Labels for object points:
------

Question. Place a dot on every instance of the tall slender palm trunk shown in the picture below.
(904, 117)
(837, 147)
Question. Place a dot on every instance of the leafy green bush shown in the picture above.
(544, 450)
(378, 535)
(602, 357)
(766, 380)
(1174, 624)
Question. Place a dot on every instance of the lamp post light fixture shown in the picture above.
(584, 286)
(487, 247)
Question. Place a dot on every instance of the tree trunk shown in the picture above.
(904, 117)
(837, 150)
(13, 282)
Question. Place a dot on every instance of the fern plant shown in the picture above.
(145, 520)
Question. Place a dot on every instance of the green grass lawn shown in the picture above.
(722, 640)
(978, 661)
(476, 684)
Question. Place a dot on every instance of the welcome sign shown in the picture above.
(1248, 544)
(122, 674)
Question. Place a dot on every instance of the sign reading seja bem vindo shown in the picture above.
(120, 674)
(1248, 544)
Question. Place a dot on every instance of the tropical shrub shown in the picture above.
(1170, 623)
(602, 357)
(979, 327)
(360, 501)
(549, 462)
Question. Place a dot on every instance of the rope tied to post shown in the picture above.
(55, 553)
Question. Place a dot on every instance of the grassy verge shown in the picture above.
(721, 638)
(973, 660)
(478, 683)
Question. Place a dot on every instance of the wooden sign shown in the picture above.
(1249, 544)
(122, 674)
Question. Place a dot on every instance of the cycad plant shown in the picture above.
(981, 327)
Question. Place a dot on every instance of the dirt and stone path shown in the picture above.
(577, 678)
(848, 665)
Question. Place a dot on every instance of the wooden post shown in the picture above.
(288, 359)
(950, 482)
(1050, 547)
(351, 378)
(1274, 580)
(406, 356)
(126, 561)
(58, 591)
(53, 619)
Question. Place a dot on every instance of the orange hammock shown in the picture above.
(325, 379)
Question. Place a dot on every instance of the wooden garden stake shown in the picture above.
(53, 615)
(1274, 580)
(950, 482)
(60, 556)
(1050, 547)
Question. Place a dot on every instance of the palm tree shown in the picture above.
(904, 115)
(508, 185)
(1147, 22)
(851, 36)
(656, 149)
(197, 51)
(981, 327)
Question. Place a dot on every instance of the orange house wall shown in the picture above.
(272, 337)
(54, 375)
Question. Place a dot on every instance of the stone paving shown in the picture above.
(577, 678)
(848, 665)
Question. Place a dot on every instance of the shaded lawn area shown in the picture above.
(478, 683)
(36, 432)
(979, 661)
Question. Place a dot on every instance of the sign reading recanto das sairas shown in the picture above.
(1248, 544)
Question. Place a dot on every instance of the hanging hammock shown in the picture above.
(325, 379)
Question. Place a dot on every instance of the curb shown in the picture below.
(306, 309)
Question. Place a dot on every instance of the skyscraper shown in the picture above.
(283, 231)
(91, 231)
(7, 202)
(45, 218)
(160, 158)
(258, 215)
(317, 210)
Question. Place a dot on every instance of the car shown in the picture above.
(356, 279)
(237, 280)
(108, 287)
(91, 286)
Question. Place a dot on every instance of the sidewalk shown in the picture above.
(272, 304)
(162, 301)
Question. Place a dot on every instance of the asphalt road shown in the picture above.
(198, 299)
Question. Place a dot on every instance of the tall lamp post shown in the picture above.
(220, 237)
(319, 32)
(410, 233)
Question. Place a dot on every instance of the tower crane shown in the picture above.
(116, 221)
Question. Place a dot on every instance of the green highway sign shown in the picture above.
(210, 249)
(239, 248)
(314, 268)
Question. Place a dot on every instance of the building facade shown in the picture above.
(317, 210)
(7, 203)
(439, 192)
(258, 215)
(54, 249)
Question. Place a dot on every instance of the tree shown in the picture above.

------

Written exercise –
Reproduce the lines above word for word, with nothing changed.

The output –
Question. Place a dot on every instance of the tall slender palm trunk shown in the picture below.
(904, 117)
(837, 147)
Question. Place a dot on every instance of the leafy green bush shown in the picture above.
(544, 450)
(378, 535)
(602, 357)
(766, 380)
(1174, 624)
Question. Place a dot on every instance of the lamp post light fixture shown in the picture above.
(584, 286)
(487, 247)
Question. Place a dot on every instance of the tree trunk shown in the picture above.
(904, 117)
(837, 150)
(13, 282)
Question. Place a dot on every instance of the fern plant shown in the picture above.
(145, 520)
Question. Place a dot on every instance of the green grass lawn shown in the picture above.
(722, 640)
(978, 661)
(476, 684)
Question. Place a dot on every instance of the welcome sign shown in the picture above.
(1248, 544)
(122, 674)
Question. Place a dot on every instance of the sign reading seja bem vindo shown in the picture above.
(120, 674)
(1248, 544)
Question. Place a dot on every instance of the tropical shrub shown in the picture above.
(1170, 623)
(602, 357)
(979, 327)
(360, 501)
(549, 462)
Question. Place a dot on every instance of the rope tied to post shown in the picture above.
(55, 553)
Question. Place a dot on every instance of the grassy verge shown in the picture above.
(721, 638)
(973, 660)
(478, 683)
Question. Place a dot on every instance of the wooden sign shown in the picture above.
(1249, 544)
(122, 674)
Question. Place a dot on every instance of the cycad plant shown in the picture above.
(981, 327)
Question. Place a dot on every instance of the dirt and stone path shown in the picture above.
(577, 678)
(848, 665)
Question. Place a dot on every instance of the wooden post shown in the picture above.
(288, 359)
(950, 482)
(1050, 547)
(351, 378)
(1274, 580)
(406, 356)
(126, 561)
(58, 591)
(53, 619)
Question. Place a dot on every instance of the orange hammock shown in the picture above.
(325, 379)
Question. Place a dot on every instance of the wooden garden stake shown in the picture above.
(53, 615)
(1274, 580)
(950, 482)
(60, 556)
(1050, 547)
Question. Place a dot on every instance of the palm tree shown in the picture above.
(904, 115)
(508, 185)
(1147, 22)
(851, 36)
(656, 149)
(197, 51)
(981, 327)
Question. Place a dot on every instance of the orange house wall shown in the picture above.
(272, 337)
(54, 375)
Question. Place a dot on every instance of the stone paving shown in the picture above.
(577, 678)
(848, 665)
Question. Place a dot on every instance of the shaded lawn area shown in the picture above.
(478, 683)
(36, 432)
(979, 661)
Question. Place a dot on every instance of the sign reading recanto das sairas shown in the picture above.
(1248, 544)
Question. Place a dot on every instance of the hanging hammock shown in the picture above.
(325, 379)
Question. Place a dot on every instance of the curb shown in the picture below.
(306, 309)
Question. Place a dot on every instance of the skyscraper shown in the picture above.
(283, 231)
(91, 231)
(7, 202)
(45, 218)
(160, 158)
(258, 215)
(317, 210)
Question. Place a dot on every instance of the car shown in the picture above.
(356, 279)
(237, 280)
(108, 287)
(91, 286)
Question. Place a dot on every instance of the sidewalk shown in the picture above.
(272, 304)
(162, 301)
Question. Place a dot on every instance of the asphalt road shown in the picture above.
(198, 299)
Question. Place a dot on every instance of the tall lamp post shown in the picture above.
(220, 237)
(319, 32)
(410, 233)
Question. Place a dot on every instance of the tower crane shown in the picture above.
(116, 221)
Question. Place a dot on every instance of the green highway sign shown in the picture above.
(210, 249)
(239, 248)
(314, 268)
Question. Place a dot on every instance of the building facade shown in the picture above.
(317, 210)
(7, 203)
(439, 192)
(258, 215)
(54, 249)
Question. Place a dot on every instance of the tree shown in the picture above.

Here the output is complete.